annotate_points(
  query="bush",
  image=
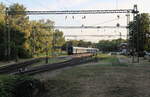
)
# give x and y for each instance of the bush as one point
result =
(17, 86)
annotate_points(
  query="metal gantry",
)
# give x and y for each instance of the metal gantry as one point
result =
(134, 11)
(73, 12)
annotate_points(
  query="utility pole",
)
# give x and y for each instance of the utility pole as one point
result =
(128, 40)
(46, 52)
(7, 35)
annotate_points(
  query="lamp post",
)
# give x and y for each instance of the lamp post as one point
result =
(46, 61)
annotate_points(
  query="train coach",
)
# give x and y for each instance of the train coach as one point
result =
(80, 50)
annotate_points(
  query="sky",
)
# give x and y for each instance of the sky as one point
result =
(90, 20)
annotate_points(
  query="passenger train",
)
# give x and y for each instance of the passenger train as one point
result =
(80, 50)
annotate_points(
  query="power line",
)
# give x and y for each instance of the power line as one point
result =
(74, 12)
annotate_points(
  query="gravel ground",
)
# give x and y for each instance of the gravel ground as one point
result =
(97, 80)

# What this task involves
Output every entry above exactly, minus the pictures.

# Task response
annotate_points(
  query="bush",
  image=
)
# give x and y for each instance of the bush as one point
result =
(17, 86)
annotate_points(
  query="metal gantry",
)
# give x and y for each instance of the metal gantry as one point
result =
(134, 11)
(73, 12)
annotate_points(
  query="utility pole",
)
# give x and y for each instance of the utility pole as one point
result =
(128, 40)
(46, 52)
(7, 35)
annotate_points(
  query="lamp post",
)
# give x and y for each instance of the lamp post as one point
result =
(46, 61)
annotate_points(
  query="train coach",
)
# give x and y for each instance of the train coach as one point
result =
(80, 50)
annotate_points(
  query="sky",
)
# give x and y for each instance of the sky as one point
result =
(90, 20)
annotate_points(
  query="passenger train",
)
# give x and y for each instance of the passenger train as one point
result =
(80, 50)
annotate_points(
  query="power line",
)
# give x and y for each instance of the power line as one point
result =
(74, 12)
annotate_points(
  query="gravel ground",
)
# give x and y for each instance of the gravel ground as one point
result =
(97, 80)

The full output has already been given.